-- OBJECTIVE A --
Extract every line of the entries that contains the string "serving", matching case exactly.

-- DOCUMENT PASSAGE --
•••

Nested hyperparameter tuning

Reference: Tuning Models

X, y = @load_iris; nothing # hide

Define a model with nested hyperparameters:

Tree = @load DecisionTreeClassifier pkg=DecisionTree
tree = Tree()
forest = EnsembleModel(atom=tree, n=300)

Define ranges for hyperparameters to be tuned:

r1 = range(forest, :bagging_fraction, lower=0.5, upper=1.0, scale=:log10)
r2 = range(forest, :(atom.n_subfeatures), lower=1, upper=4) # nested

Wrap the model in a tuning strategy:

tuned_forest = TunedModel(model=forest,
                          tuning=Grid(resolution=12),
                          resampling=CV(nfolds=6),
                          ranges=[r1, r2],
                          measure=BrierScore())

Bound the wrapped model to data:

mach = machine(tuned_forest, X, y)

Fitting the resultant machine optimizes the hyperparameters specified in range, using the specified tuning and resampling strategies and performance measure (possibly a vector of measures), and retrains on all data bound to the machine:

fit!(mach)

Inspecting the optimal model:

F = fitted_params(mach)
F.best_model

Inspecting details of tuning procedure:

r = report(mach);
keys(r)
r.history[[1,end]]

Visualizing these results:

using Plots
plot(mach)

Predicting on new data using the optimized model:

predict(mach, Xnew)

Constructing a linear pipeline

Reference: Composing Models

Constructing a linear (unbranching) pipeline with a learned target transformation/inverse transformation:

X, y = @load_reduced_ames
KNN = @load KNNRegressor
pipe = @pipeline(X -> coerce(X, :age=>Continuous),
                 OneHotEncoder,
                 KNN(K=3),
                 target = Standardizer)

Evaluating the pipeline (just as you would any other model):

pipe.knn_regressor.K = 2
pipe.one_hot_encoder.drop_last = true
evaluate(pipe, X, y, resampling=Holdout(), measure=RootMeanSquaredError(), verbosity=2)

Inspecting the learned parameters in a pipeline:

mach = machine(pipe, X, y) |> fit!
F = fitted_params(mach)

•••

Stored items from a collection:

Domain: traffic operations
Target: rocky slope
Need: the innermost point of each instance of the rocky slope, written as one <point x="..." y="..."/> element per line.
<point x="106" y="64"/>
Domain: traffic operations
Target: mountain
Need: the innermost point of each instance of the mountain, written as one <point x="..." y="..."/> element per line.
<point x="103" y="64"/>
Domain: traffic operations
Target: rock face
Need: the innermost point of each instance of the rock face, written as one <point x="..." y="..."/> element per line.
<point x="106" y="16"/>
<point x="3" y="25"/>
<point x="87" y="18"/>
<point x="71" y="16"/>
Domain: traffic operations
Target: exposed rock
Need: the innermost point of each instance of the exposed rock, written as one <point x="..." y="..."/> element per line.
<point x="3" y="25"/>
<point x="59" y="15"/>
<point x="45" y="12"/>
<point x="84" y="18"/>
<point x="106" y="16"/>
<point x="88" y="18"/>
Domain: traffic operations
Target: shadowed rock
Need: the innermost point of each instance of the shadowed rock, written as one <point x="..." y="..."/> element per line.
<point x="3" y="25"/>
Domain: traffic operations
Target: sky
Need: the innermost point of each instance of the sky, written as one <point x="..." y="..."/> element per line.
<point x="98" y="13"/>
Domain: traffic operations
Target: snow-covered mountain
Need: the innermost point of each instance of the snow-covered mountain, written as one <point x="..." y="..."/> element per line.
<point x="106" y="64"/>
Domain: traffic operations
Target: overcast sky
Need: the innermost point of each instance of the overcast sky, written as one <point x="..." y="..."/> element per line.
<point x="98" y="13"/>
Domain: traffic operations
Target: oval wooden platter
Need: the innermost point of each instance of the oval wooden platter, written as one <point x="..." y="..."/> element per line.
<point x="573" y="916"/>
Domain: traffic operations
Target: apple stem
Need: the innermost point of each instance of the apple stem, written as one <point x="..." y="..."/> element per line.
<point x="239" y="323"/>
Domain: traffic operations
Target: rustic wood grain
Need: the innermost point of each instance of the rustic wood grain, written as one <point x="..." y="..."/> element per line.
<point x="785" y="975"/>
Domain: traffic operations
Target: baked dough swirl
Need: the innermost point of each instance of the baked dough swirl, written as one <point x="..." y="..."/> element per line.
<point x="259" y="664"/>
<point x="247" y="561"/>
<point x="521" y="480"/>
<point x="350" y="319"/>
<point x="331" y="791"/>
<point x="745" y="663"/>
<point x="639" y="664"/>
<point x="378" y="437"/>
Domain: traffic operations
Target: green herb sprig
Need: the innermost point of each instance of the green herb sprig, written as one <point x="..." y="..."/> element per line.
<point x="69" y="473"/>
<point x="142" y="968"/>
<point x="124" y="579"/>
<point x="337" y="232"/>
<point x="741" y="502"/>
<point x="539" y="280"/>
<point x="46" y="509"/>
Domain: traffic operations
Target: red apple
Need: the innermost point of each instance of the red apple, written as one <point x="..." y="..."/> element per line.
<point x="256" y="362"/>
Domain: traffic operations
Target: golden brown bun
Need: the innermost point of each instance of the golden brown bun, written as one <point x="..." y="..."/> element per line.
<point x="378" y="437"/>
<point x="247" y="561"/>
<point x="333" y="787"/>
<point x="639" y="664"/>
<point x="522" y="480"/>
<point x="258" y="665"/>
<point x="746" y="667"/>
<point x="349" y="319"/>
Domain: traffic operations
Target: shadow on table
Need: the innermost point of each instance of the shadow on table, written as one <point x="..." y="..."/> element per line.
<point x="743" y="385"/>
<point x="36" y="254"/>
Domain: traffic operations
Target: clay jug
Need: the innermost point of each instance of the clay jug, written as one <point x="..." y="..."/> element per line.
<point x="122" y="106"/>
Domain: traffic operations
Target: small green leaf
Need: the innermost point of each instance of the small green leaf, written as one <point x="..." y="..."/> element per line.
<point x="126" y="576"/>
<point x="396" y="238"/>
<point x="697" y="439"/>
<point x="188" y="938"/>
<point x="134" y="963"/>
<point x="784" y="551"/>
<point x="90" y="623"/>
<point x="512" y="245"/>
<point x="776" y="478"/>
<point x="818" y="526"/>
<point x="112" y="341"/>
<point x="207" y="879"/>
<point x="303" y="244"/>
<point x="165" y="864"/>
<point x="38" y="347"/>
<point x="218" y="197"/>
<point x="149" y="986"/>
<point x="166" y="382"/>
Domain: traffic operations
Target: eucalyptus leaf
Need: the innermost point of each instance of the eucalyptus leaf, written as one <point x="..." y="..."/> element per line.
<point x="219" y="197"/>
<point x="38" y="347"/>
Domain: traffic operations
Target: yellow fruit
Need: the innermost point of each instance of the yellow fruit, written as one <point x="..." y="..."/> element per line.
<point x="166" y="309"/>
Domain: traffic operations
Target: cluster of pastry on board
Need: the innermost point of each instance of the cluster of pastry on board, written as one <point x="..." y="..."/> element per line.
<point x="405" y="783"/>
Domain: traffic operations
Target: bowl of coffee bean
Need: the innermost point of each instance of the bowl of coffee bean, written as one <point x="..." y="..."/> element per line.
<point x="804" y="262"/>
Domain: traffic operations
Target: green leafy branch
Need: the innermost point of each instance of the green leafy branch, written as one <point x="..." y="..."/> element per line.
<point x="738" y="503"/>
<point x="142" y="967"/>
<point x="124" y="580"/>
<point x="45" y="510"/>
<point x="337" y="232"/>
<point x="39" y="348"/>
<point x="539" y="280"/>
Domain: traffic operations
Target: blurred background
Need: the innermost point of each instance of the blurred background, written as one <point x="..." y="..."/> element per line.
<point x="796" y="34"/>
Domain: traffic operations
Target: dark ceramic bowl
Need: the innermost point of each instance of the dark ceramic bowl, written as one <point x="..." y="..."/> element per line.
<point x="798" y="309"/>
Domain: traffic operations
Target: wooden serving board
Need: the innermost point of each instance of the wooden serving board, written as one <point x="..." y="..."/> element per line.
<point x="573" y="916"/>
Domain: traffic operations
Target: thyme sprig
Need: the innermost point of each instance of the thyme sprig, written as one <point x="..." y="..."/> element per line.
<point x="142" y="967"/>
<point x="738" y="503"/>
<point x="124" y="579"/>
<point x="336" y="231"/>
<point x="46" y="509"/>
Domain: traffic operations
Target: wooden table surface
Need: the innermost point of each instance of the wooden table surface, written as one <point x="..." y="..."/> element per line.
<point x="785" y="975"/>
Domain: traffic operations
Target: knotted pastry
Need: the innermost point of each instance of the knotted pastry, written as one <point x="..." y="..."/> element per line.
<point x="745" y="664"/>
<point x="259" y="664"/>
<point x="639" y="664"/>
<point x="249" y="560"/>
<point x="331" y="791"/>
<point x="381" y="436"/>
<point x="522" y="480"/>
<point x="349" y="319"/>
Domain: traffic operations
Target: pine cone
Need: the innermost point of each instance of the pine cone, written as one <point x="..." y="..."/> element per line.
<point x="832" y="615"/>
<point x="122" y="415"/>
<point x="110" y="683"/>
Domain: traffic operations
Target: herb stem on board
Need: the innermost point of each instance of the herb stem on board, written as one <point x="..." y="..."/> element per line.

•••

-- OBJECTIVE B --
Extend the passage on tuning and composing models, picking up right after its last line.

-- FINAL RESULT A --
Target: wooden serving board
Need: the innermost point of each instance of the wooden serving board, written as one <point x="..." y="..."/> element per line.

-- FINAL RESULT B --
F.one_hot_encoder

Constructing a linear (unbranching) pipeline with a static (unlearned) target transformation/inverse transformation:

Tree = @load DecisionTreeRegressor pkg=DecisionTree
pipe2 = @pipeline(X -> coerce(X, :age=>Continuous),
                  OneHotEncoder,
                  Tree(max_depth=4),
                  target = y -> log.(y),
                  inverse = z -> exp.(z))

Creating a homogeneous ensemble of models

Reference: Homogeneous Ensembles

X, y = @load_iris
Tree = @load DecisionTreeClassifier pkg=DecisionTree
tree = Tree()
forest = EnsembleModel(atom=tree, bagging_fraction=0.8, n=300)
mach = machine(forest, X, y)
evaluate!(mach, measure=LogLoss())

Performance curves

Generate a plot of performance, as a function of some hyperparameter (building on the preceding example)

Single performance curve:

r = range(forest, :n, lower=1, upper=1000, scale=:log10)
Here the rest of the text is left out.